Kısa Alıştırma A: Aşağıdaki kayıtlardan "cliff" sözcüğünü içeren satırların hepsini çıkarın. Büyük ve küçük harf ayrımını gözetin.

Okuma Parçası:
□ □ □ □ □

Özet: Mevcut hukuk düzenimizde Yargıtay, olağan kanun yollarından birisi olan temyiz incelemesini yapmaktadır. Yargıtay’ın yapacağı temyiz incelemesi sonucunda dosya hakkında verebileceği kararlardan birisi de bozma kararıdır. Bozma kararı sonrasında dosya ilk derece mahkemesine veya bölge idare mahkemesine gönderilmektedir. Yargıtay’ın bu bozma kararına karşı verebilecek iki tür karar karşımıza çıkmaktadır. Bunlar; bozmaya uyma kararı ve direnme kararıdır. Çalışmamızda direnme kararının hukuki niteliği, direnme kararının temyizi ve temyizi üzerine yapılacak işlemler üzerinde durulmuştur.

 

Anahtar Kelimeler: Direnme Kararı, Yargıtay, Bozma Kararı, Davaya Yeniden Bakacak Mahkemenin İşlemleri.

 

1.      Yargıtay’ın Temyiz İncelemesi

            HMK.'nun 361/2. maddesi gereğince davada haklı çıkmış olan taraf da hukuki yararı bulunmak şartıyla temyiz yoluna başvurabilir. Temyiz kanun yoluna başvuru süresi kural olarak HMK.'nun 361. maddesi gereğince ilamın yani bölge adliye mahkemesi hukuk dairelerinden verilen kararın usulen tebliğinden itibaren iki haftadır.

□ □ □ □ □

Verilen Kayıtlar:
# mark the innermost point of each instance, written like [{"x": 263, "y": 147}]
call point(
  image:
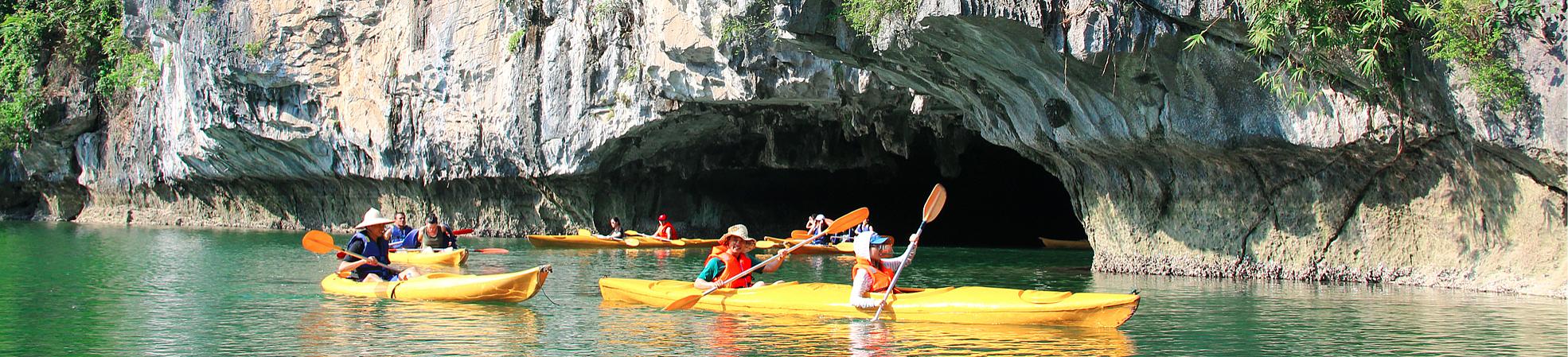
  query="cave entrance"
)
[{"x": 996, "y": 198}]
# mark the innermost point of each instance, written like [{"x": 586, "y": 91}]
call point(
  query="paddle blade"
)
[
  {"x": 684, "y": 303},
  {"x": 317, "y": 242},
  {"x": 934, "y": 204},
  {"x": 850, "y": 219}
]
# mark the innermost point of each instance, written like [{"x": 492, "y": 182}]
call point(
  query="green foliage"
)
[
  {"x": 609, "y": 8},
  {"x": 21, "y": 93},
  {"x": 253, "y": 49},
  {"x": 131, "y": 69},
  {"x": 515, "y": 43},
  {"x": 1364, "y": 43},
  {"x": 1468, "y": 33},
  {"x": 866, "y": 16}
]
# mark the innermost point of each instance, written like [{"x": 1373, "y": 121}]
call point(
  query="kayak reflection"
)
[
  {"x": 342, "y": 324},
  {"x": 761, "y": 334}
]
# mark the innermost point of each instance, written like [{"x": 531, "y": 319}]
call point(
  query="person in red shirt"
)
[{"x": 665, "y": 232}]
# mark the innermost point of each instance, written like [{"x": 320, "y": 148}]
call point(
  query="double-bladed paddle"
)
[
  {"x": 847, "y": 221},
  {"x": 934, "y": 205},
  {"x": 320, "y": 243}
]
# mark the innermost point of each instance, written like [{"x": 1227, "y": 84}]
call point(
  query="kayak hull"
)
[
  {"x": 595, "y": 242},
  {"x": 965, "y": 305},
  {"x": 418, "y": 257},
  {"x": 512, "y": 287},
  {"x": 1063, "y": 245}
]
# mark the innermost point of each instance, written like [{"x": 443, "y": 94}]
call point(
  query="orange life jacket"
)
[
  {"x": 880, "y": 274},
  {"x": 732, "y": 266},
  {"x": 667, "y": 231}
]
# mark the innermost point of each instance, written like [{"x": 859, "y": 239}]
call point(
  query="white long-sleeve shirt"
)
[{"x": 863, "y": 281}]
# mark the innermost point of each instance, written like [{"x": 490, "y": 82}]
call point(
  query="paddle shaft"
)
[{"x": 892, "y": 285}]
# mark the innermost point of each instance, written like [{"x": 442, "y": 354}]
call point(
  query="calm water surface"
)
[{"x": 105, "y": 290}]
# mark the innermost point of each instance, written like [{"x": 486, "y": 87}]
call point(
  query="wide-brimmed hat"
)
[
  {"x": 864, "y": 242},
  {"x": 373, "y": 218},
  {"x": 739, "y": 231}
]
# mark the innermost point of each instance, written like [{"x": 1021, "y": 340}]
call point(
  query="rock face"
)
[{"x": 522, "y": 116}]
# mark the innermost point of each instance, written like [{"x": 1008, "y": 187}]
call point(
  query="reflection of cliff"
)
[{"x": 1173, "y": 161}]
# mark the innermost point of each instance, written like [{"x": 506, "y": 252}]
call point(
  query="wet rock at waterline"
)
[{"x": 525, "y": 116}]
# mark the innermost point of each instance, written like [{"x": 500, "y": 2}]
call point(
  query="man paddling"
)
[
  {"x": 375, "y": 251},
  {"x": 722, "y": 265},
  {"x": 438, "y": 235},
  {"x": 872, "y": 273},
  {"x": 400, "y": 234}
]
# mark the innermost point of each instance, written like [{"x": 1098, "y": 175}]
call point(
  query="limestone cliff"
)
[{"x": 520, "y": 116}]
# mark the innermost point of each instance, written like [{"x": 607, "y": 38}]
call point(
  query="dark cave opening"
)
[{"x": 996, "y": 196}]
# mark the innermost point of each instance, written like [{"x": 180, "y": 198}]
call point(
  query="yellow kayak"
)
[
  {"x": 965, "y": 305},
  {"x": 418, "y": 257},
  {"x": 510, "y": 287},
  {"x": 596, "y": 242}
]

□ □ □ □ □

Kısa Alıştırma B:
Okuma parçasına göre aşağıdaki soruları yanıtlayın:
(i) Bozma kararından sonra dosya hangi mahkemelere gönderilir?
(ii) Davada haklı çıkmış olan taraf hangi şartla temyiz yoluna başvurabilir?
(iii) Temyiz kanun yoluna başvuru süresi kural olarak ne kadardır?

Alıştırma Sonucu A:
  query="reflection of cliff"
  query="limestone cliff"

Alıştırma Sonucu B:
(i) İlk derece mahkemesine veya bölge idare mahkemesine.
(ii) Hukuki yararı bulunmak şartıyla.
(iii) İlamın usulen tebliğinden itibaren iki haftadır.